◆ **WORK TO COMPLETE**
Turn every line of the listing below into a numbered list, skipping any blank lines.

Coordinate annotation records

----------

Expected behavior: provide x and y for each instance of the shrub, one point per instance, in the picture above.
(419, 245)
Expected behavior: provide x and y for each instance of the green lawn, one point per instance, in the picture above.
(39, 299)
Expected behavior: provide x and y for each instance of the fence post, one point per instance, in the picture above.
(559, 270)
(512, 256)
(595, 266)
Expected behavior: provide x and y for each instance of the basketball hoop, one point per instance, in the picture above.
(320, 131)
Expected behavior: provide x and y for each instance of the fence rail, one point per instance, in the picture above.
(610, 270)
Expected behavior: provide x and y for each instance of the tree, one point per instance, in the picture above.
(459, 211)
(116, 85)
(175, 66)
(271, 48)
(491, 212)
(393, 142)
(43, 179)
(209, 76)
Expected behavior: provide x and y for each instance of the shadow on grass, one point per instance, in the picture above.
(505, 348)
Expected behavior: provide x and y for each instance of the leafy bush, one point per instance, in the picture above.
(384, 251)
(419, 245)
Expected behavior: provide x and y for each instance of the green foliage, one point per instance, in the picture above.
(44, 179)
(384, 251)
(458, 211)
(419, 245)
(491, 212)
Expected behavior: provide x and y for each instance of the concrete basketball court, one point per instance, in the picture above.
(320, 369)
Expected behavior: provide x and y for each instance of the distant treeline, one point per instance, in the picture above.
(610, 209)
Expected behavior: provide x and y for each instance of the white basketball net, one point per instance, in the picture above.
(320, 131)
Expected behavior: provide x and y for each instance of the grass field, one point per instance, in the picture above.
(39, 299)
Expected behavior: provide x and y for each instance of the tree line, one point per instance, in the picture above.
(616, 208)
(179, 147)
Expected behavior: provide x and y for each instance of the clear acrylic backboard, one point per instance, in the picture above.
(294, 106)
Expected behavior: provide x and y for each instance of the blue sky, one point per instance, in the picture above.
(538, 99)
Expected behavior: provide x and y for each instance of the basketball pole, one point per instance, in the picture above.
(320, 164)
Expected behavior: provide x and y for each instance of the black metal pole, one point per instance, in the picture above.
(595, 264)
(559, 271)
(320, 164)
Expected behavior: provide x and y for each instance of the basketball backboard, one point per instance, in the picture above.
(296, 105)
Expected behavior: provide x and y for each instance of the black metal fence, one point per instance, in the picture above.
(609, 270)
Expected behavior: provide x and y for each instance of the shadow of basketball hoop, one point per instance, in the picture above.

----------

◆ **OUTPUT OF THE EXERCISE**
1. Expected behavior: provide x and y for each instance of the shrub, one point per instance, in the picture above.
2. (419, 245)
3. Expected behavior: provide x and y for each instance of the green lawn, one point per instance, in the picture above.
4. (39, 299)
5. Expected behavior: provide x and y for each instance of the fence post, one point per instance, in the picture above.
6. (559, 270)
7. (512, 256)
8. (595, 266)
9. Expected behavior: provide x and y for each instance of the basketball hoop, one point per instance, in the picture above.
10. (320, 131)
11. Expected behavior: provide x and y for each instance of the fence rail, one point per instance, in the picture above.
12. (610, 270)
13. Expected behavior: provide x and y for each instance of the tree, one point per instance, in the picture above.
14. (459, 211)
15. (116, 85)
16. (175, 66)
17. (271, 48)
18. (491, 212)
19. (393, 142)
20. (43, 179)
21. (209, 76)
22. Expected behavior: provide x and y for each instance of the shadow on grass, one point per instance, in the picture above.
23. (505, 348)
24. Expected behavior: provide x and y for each instance of the leafy bush, one point per instance, in the picture above.
25. (384, 251)
26. (419, 245)
27. Expected behavior: provide x and y for each instance of the green foliage, one point per instance, in the picture above.
28. (44, 179)
29. (384, 251)
30. (458, 211)
31. (419, 245)
32. (491, 212)
33. Expected behavior: provide x and y for each instance of the concrete basketball court, one point per instance, in the picture above.
34. (320, 369)
35. Expected behavior: provide x and y for each instance of the distant treeline, one point per instance, in the picture above.
36. (610, 209)
37. Expected behavior: provide x and y for each instance of the white basketball net, one point per instance, in the picture above.
38. (320, 131)
39. Expected behavior: provide x and y for each instance of the grass field, one point per instance, in the picture above.
40. (39, 299)
41. Expected behavior: provide x and y for each instance of the tree line, one point per instance, in the picture above.
42. (616, 208)
43. (179, 147)
44. Expected behavior: provide x and y for each instance of the clear acrylic backboard, one point per instance, in the picture above.
45. (294, 106)
46. Expected behavior: provide x and y for each instance of the blue sky, one point per instance, in the picture above.
47. (538, 99)
48. Expected behavior: provide x and y for each instance of the basketball pole, one point per instance, in the picture above.
49. (320, 164)
50. Expected behavior: provide x and y for each instance of the black metal pole, one point per instance, in the picture above.
51. (595, 264)
52. (559, 271)
53. (320, 164)
54. Expected behavior: provide x and y for each instance of the basketball backboard, one point per instance, in the picture above.
55. (296, 105)
56. Expected behavior: provide x and y for each instance of the black metal fence, one point per instance, in the picture above.
57. (609, 270)
58. Expected behavior: provide x and y for each instance of the shadow of basketball hoop, one point per instance, in the picture above.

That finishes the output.